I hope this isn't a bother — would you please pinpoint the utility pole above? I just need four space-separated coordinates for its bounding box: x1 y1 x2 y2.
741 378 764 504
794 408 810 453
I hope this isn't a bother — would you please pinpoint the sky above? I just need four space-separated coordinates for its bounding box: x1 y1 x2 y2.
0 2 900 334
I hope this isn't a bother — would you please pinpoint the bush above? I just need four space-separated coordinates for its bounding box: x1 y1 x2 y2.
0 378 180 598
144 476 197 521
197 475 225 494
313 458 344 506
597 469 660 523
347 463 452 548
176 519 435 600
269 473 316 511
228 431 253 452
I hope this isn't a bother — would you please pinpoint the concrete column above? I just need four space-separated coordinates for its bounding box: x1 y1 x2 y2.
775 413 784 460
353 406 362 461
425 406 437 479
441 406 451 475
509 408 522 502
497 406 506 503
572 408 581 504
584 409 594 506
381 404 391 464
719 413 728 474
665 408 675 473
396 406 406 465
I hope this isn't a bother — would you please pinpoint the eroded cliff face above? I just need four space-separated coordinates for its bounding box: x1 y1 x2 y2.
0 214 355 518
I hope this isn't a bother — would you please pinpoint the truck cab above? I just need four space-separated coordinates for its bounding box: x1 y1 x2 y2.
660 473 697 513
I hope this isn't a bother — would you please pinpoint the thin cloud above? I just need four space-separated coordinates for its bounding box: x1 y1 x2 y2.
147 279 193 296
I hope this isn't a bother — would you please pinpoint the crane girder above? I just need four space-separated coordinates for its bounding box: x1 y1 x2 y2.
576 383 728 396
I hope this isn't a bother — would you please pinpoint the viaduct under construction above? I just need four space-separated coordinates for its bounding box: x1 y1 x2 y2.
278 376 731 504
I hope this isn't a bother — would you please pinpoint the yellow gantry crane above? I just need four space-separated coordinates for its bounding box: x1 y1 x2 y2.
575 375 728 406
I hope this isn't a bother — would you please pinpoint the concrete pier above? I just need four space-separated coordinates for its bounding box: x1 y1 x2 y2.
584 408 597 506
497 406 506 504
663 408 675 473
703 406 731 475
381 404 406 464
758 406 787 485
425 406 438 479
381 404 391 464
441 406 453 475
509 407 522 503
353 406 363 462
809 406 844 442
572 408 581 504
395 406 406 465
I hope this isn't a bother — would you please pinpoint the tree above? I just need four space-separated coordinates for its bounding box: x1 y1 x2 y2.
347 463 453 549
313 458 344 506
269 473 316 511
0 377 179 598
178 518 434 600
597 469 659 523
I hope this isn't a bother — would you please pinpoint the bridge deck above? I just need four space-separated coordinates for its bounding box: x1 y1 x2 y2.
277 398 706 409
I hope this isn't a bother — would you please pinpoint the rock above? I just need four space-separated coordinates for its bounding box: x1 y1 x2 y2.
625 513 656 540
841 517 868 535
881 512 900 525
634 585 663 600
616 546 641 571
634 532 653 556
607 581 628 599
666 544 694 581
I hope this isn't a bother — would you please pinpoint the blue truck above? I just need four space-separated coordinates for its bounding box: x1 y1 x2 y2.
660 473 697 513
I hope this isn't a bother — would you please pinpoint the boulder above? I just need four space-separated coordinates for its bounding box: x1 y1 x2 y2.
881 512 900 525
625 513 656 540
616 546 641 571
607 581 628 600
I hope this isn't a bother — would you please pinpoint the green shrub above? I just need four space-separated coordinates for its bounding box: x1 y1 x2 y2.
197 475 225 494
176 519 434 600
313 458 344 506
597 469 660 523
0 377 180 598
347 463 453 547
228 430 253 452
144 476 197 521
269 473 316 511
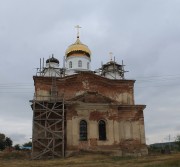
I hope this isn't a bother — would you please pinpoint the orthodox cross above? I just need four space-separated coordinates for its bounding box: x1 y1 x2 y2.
75 25 82 38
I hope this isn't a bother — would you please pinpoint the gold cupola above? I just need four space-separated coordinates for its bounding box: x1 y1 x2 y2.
65 25 91 58
65 38 91 58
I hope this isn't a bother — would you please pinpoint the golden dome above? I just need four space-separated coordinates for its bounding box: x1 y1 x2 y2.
65 38 91 57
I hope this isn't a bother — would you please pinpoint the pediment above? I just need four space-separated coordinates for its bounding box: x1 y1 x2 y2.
70 92 115 103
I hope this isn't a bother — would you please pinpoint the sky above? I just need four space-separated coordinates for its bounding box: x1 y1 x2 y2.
0 0 180 144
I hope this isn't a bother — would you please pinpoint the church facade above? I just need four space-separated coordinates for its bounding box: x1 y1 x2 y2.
31 29 148 159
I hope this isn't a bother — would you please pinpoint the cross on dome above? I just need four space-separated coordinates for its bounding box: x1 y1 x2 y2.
75 25 82 38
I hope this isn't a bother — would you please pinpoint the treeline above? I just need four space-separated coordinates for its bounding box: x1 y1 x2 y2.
0 133 32 151
0 133 13 150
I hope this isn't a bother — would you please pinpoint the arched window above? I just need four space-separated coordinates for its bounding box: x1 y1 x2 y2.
78 60 82 67
98 120 106 140
79 120 87 140
69 61 72 68
87 62 89 69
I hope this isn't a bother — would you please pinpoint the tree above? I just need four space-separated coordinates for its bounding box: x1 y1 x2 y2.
0 133 5 150
23 141 32 147
5 137 13 147
0 133 13 150
175 135 180 151
14 144 21 151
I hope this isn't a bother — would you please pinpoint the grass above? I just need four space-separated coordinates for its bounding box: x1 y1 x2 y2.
0 152 180 167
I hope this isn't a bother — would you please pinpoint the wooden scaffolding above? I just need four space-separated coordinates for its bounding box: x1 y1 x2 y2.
32 98 65 159
31 77 65 159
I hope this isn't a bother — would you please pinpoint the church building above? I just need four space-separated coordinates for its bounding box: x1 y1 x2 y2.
31 27 148 159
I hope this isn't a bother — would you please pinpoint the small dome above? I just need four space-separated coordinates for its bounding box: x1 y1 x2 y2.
65 38 91 57
46 55 59 64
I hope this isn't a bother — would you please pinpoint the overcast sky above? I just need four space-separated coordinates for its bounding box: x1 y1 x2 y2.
0 0 180 144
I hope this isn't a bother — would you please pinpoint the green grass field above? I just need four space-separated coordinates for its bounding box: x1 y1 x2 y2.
0 153 180 167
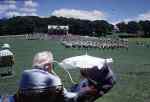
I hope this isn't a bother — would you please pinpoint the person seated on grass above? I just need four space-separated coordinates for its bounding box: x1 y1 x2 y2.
70 65 116 102
2 51 115 102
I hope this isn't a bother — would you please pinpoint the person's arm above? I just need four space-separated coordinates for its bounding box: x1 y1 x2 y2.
76 67 116 102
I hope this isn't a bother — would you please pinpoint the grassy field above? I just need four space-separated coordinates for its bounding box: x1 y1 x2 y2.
0 38 150 102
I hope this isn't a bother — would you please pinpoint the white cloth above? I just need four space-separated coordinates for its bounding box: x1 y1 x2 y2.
20 69 62 89
0 49 13 57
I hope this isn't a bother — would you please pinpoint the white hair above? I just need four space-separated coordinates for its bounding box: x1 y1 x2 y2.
33 51 53 68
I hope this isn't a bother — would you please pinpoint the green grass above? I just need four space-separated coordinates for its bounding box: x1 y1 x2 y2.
0 38 150 102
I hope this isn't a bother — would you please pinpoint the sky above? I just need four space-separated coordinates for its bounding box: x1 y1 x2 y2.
0 0 150 24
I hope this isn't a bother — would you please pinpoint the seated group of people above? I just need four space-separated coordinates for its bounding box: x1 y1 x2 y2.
0 51 115 102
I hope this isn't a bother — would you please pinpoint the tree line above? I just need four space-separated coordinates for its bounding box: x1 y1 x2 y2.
0 16 114 37
116 20 150 37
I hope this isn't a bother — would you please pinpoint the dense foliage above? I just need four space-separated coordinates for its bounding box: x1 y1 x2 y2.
116 20 150 37
0 16 113 36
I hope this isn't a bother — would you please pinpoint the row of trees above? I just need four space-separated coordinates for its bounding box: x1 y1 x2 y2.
0 16 113 36
116 20 150 36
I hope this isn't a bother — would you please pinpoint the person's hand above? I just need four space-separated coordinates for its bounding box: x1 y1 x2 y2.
80 86 97 95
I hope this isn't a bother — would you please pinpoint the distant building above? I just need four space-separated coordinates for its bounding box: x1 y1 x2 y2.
48 25 69 35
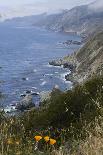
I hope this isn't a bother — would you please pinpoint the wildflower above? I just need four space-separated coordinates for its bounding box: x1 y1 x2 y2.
15 141 20 145
34 136 42 142
7 138 13 145
50 139 56 145
44 136 50 142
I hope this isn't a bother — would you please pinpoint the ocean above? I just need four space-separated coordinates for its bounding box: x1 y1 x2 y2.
0 22 81 106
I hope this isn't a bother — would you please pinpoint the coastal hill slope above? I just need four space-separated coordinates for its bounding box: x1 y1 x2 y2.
2 0 103 36
50 31 103 83
74 31 103 81
34 3 103 35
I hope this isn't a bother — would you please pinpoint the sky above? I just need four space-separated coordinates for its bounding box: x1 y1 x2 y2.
0 0 98 18
0 0 93 8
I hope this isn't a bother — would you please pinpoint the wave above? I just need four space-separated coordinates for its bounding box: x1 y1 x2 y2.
40 81 47 86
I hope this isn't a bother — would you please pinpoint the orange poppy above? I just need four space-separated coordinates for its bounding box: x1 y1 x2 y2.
34 136 42 142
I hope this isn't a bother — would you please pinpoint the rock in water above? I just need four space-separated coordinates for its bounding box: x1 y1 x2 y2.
16 95 35 111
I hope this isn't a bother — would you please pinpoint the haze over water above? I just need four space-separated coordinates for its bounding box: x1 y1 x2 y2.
0 23 80 105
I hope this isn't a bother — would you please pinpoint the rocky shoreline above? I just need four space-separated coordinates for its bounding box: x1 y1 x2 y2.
49 53 78 85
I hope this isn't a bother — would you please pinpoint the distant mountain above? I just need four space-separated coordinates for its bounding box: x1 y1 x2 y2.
32 3 103 34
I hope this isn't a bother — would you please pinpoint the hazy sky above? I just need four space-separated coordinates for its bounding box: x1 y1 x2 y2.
0 0 98 19
0 0 94 8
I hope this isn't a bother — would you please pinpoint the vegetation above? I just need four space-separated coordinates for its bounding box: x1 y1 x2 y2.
0 77 103 155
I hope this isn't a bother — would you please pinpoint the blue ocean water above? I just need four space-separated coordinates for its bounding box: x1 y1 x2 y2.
0 23 81 105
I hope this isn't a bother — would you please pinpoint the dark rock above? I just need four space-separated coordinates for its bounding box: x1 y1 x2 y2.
16 95 35 111
20 94 26 97
22 77 28 81
26 90 31 94
63 63 76 72
49 59 62 66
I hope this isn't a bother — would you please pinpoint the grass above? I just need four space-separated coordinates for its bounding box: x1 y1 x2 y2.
0 77 103 155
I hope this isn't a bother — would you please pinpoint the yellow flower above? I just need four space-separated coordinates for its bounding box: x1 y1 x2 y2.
15 141 20 145
44 136 50 142
7 138 13 145
34 136 42 142
50 139 56 145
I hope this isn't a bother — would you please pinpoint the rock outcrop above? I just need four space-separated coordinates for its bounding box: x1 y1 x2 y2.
16 95 35 111
51 31 103 83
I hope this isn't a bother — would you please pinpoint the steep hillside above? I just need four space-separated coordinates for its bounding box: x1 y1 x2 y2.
74 31 103 81
35 5 103 35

━━━━━━━━━━

Copy the rows above verbatim, everything from the line containing "pinpoint the vegetation" down to the line containing "0 23 81 105", with both of those lines included.

I hope this isn't a bother — would you please pinpoint the vegetation above? I just need four space-separated coordinates for its bounding box: x1 y1 x2 y2.
0 77 103 155
I hope this isn't a bother — would you please pinpoint the blue ocean water above? I just need four space-separated coordinates for its bounding box: x1 y1 x2 y2.
0 23 81 105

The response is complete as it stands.